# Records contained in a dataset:
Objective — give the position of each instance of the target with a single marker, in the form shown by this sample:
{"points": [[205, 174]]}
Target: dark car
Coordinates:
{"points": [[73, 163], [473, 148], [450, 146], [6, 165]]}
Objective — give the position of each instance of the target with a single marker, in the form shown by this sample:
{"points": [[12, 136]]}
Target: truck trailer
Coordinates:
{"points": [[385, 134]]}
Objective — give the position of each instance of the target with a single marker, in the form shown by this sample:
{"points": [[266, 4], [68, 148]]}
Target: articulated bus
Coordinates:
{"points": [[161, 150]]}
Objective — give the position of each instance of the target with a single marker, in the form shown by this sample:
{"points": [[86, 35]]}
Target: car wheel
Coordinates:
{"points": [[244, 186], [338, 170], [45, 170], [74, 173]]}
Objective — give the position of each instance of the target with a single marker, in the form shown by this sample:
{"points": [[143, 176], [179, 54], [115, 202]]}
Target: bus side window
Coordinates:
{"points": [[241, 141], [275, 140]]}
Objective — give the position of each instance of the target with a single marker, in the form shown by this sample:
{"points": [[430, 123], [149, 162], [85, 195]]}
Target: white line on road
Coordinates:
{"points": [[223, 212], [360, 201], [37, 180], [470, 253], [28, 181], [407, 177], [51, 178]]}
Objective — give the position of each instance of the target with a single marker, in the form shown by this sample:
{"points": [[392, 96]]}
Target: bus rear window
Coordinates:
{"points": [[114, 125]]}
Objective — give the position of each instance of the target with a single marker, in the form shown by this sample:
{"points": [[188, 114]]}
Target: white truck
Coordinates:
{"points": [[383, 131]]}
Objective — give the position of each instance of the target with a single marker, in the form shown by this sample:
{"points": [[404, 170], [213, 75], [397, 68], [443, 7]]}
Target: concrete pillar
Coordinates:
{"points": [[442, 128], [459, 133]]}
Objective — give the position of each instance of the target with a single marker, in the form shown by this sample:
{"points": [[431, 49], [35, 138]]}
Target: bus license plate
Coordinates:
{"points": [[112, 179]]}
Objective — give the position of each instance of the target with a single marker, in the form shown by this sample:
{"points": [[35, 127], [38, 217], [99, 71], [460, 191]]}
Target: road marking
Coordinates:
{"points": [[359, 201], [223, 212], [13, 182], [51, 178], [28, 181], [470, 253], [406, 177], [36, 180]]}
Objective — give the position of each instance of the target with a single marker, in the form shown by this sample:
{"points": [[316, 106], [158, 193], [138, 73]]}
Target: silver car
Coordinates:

# Required work:
Please output the entire listing exactly as it stands.

# Task output:
Objective — give the position of each instance of the target with a single marker, in the form shown by this sample:
{"points": [[205, 174]]}
Target: dark car
Coordinates:
{"points": [[73, 163], [473, 148], [450, 146], [6, 165]]}
Objective — give the position of each instance of the target with a single marker, in the form shown by this sample:
{"points": [[12, 136]]}
Target: truck trailer
Coordinates:
{"points": [[385, 134]]}
Objective — give the position of each instance of the target with a single marker, in the form shown by this sample:
{"points": [[266, 4], [68, 148]]}
Target: articulated bus
Coordinates:
{"points": [[161, 150]]}
Objective — give the position of each instance of the target with a single marker, in the form shown by this sample:
{"points": [[86, 35]]}
Target: car wheel
Coordinates:
{"points": [[244, 186], [338, 170], [45, 170], [74, 173]]}
Objective — give the position of each instance of the target with a single marker, in the form shown by this sample:
{"points": [[143, 176], [179, 54], [115, 202]]}
Target: bus side window
Coordinates:
{"points": [[241, 141], [275, 140]]}
Objective — give the position of each instance of the target with a single marker, in the form shown by this sample:
{"points": [[430, 123], [149, 162], [85, 195]]}
Target: white line on road
Coordinates:
{"points": [[223, 212], [360, 201], [37, 180], [470, 253], [28, 181], [407, 177], [51, 178]]}
Objective — give the position of each instance of the target with a single marker, in the form shown by this sample:
{"points": [[392, 96]]}
Target: bus rear window
Coordinates:
{"points": [[114, 125]]}
Objective — give the position of each instance of the target with a single marker, in the form shown by this sample:
{"points": [[188, 114]]}
Target: white truck
Coordinates:
{"points": [[383, 131]]}
Objective — give the position of each instance of the target with a single marker, in the form shown by this sample:
{"points": [[404, 170], [213, 75], [397, 68], [443, 7]]}
Target: concrete pillar
Coordinates:
{"points": [[442, 128], [459, 133]]}
Objective — give the position of each instance of the target with a single marker, in the form shown by this sample:
{"points": [[431, 49], [35, 138]]}
Target: bus license plate
Coordinates:
{"points": [[112, 179]]}
Objective — give the position of each instance of the target with a single marker, in the form shown by this sample:
{"points": [[35, 127], [38, 217], [99, 71], [460, 191]]}
Target: road marking
Coordinates:
{"points": [[359, 201], [223, 212], [13, 182], [51, 178], [28, 181], [470, 253], [406, 177], [36, 180]]}
Objective — give the position of each instance of the target with a single marker, in the form shown by this sample:
{"points": [[316, 106], [158, 193], [138, 73]]}
Target: silver car
Coordinates:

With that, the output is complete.